■ Prompt: Locate every line in the data below that contains the string "mountain" and copy each of those lines out in full. Case counts.

___ Dataset content

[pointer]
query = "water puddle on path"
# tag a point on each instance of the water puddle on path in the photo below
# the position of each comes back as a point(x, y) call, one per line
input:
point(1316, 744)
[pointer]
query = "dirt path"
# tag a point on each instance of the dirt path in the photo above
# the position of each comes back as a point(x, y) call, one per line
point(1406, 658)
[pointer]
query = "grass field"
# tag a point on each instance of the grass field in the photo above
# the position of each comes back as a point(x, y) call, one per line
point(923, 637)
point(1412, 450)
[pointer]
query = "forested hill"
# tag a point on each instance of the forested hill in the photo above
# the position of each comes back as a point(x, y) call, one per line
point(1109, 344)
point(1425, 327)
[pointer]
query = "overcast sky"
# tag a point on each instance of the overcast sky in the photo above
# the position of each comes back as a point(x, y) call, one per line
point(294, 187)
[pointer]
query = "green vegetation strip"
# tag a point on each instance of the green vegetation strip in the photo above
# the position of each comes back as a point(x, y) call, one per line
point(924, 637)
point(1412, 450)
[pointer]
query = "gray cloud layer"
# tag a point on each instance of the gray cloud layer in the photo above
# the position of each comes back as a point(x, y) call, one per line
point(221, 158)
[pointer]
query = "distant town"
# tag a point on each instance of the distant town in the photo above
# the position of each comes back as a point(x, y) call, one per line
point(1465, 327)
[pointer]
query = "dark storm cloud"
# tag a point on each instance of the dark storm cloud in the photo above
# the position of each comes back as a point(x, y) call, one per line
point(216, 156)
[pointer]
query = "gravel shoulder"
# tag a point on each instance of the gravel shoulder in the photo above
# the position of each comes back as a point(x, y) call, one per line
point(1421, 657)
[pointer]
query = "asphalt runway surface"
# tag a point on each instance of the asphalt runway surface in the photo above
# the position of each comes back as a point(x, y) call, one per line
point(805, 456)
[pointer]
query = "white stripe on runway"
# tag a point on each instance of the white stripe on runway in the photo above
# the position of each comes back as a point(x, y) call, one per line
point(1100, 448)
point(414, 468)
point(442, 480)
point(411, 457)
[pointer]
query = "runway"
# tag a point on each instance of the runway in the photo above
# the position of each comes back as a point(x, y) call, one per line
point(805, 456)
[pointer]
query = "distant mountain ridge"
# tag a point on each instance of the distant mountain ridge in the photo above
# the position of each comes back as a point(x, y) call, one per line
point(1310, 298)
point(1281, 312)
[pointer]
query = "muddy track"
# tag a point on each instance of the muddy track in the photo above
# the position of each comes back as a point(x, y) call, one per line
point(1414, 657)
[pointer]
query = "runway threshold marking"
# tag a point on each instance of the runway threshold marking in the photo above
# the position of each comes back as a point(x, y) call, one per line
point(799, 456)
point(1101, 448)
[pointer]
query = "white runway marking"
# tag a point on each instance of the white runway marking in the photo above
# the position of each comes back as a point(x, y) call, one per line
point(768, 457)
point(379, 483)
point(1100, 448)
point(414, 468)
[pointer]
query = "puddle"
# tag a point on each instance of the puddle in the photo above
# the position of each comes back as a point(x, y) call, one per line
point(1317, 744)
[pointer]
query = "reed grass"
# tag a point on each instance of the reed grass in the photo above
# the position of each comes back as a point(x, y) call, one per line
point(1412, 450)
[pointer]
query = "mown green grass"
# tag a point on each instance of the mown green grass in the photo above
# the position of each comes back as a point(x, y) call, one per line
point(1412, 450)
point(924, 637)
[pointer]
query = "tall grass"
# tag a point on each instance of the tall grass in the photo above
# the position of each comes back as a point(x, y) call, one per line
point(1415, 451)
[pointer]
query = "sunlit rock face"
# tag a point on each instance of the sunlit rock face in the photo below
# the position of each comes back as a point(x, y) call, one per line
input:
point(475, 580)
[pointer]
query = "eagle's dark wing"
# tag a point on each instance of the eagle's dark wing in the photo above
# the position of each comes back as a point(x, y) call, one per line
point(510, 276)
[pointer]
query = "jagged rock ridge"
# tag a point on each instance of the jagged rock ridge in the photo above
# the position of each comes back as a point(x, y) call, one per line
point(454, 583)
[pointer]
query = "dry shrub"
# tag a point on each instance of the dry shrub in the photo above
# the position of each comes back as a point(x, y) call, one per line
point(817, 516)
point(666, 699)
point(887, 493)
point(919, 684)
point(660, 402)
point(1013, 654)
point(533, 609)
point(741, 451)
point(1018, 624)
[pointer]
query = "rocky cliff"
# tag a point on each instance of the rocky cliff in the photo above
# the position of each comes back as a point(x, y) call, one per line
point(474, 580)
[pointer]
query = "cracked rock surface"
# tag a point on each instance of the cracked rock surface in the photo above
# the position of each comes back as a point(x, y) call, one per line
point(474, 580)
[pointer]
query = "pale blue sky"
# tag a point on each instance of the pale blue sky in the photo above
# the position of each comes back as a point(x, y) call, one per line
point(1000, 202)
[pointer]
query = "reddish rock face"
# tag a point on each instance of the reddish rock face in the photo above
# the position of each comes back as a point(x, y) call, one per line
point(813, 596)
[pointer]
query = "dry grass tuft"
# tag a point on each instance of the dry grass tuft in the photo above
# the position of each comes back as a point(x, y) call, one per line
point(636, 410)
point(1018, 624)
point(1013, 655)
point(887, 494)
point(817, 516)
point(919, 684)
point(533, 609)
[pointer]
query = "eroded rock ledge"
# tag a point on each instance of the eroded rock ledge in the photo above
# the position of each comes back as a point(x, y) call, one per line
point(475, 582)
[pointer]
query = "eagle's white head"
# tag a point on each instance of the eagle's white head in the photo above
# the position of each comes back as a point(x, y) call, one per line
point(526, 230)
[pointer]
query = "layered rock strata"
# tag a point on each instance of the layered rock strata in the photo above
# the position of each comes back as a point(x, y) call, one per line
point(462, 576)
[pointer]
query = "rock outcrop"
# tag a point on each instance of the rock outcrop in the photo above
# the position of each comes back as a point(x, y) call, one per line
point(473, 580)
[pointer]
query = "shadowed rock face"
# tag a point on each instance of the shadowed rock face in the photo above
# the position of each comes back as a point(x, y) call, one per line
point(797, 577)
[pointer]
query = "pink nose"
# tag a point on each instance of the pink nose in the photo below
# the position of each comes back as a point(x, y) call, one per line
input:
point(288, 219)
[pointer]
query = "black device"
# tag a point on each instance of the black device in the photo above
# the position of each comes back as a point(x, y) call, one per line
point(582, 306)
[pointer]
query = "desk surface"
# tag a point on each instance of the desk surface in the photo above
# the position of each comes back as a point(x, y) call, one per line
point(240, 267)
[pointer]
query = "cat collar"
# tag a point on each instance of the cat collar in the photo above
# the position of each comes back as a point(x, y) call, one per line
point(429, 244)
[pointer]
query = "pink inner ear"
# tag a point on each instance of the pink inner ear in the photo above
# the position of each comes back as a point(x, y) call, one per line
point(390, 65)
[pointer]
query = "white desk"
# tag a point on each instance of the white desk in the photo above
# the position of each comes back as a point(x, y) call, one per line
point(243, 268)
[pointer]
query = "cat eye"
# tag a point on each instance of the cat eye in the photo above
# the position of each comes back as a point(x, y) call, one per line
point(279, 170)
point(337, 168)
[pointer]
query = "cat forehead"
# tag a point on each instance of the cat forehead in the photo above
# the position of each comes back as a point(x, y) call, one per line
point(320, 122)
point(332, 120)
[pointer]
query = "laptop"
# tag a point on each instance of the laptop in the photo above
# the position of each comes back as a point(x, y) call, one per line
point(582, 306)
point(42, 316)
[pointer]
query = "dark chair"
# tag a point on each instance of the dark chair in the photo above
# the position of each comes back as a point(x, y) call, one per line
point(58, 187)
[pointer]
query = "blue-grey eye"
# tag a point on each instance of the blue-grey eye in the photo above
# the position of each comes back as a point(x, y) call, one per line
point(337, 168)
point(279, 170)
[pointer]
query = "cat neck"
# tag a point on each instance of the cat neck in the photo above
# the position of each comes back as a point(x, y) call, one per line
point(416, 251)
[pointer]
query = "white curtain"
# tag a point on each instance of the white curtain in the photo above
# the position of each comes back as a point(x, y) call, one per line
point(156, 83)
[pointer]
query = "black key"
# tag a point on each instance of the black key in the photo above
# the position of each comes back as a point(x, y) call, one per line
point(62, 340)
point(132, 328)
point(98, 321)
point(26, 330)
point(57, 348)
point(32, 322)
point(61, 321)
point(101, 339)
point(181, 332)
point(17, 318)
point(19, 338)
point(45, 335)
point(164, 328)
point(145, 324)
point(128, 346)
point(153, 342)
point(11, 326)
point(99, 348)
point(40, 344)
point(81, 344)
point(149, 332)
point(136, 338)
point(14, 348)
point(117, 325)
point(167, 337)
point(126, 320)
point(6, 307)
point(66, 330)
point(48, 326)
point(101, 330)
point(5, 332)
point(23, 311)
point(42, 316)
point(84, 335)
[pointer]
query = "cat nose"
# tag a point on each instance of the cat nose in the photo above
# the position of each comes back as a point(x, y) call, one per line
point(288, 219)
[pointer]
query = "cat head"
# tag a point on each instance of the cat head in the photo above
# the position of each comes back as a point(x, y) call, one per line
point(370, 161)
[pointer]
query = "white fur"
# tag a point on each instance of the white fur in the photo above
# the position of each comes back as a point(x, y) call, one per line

______

■ Result for this exercise:
query = "distant mountain ridge"
# tag a point on each instance of the distant mountain ridge in the photo above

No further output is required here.